WRITTEN INSTRUCTION:
Pick out every line in the material below that contains the word "query", and copy each one.

Items from a labeling collection:
* Begin *

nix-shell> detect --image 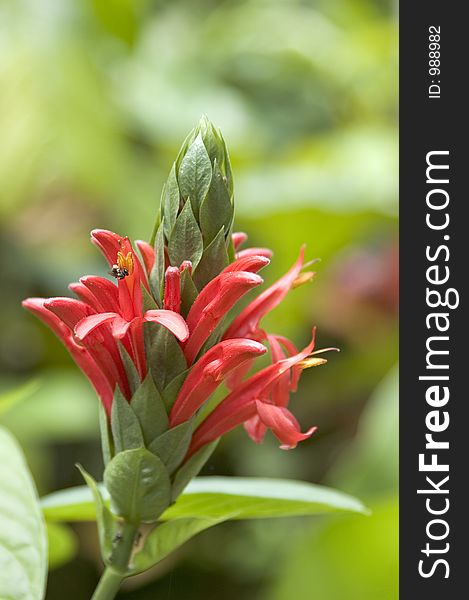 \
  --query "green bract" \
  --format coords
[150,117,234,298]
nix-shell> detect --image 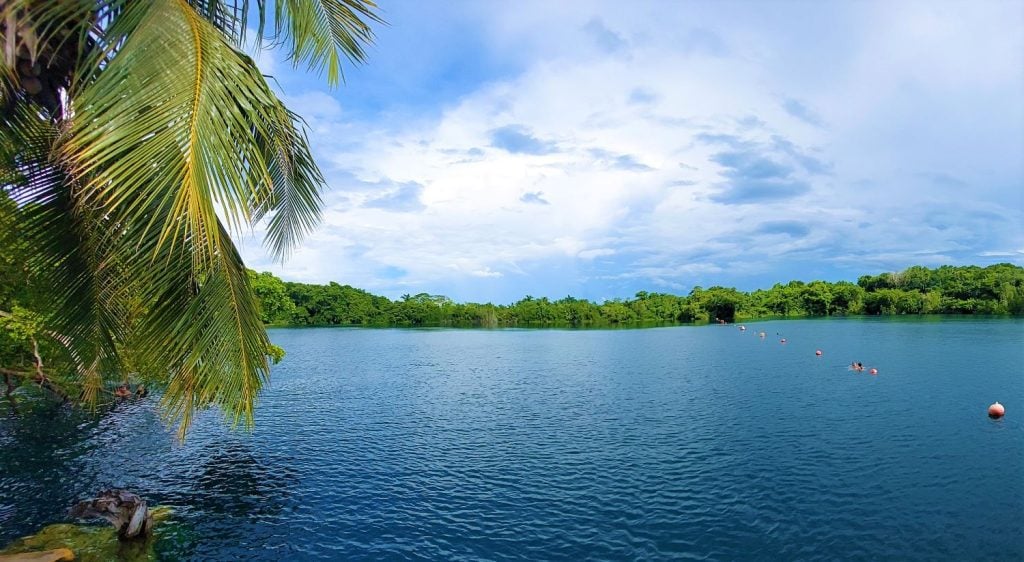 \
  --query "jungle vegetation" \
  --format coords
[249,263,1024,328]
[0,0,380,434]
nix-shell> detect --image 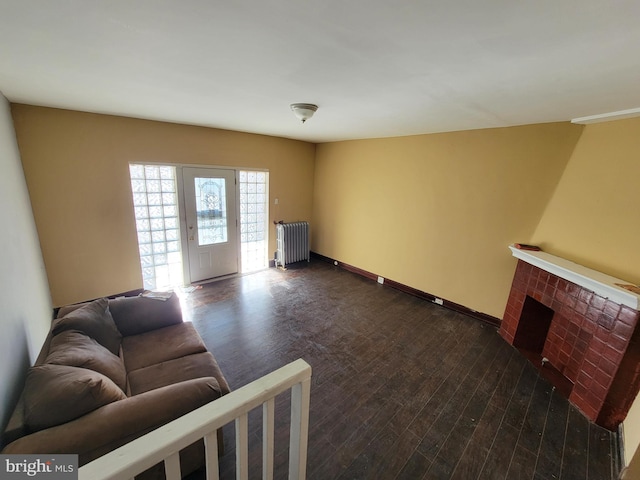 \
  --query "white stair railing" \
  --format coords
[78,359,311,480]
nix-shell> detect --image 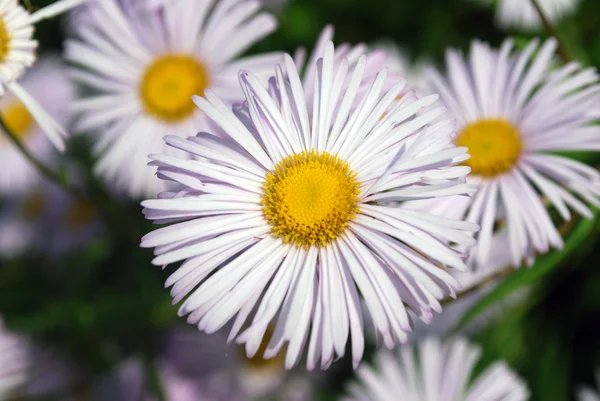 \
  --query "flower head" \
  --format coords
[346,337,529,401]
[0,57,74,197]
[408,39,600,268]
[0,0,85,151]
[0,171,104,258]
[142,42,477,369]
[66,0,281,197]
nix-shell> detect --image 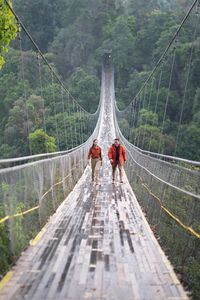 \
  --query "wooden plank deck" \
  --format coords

* End *

OUTPUT FOR THIS EXERCISE:
  --query "green bract" \
  --query "jungle vegetation" \
  --query "white stair railing" \
  --query "flower head" \
  --query "wooden plank deck" \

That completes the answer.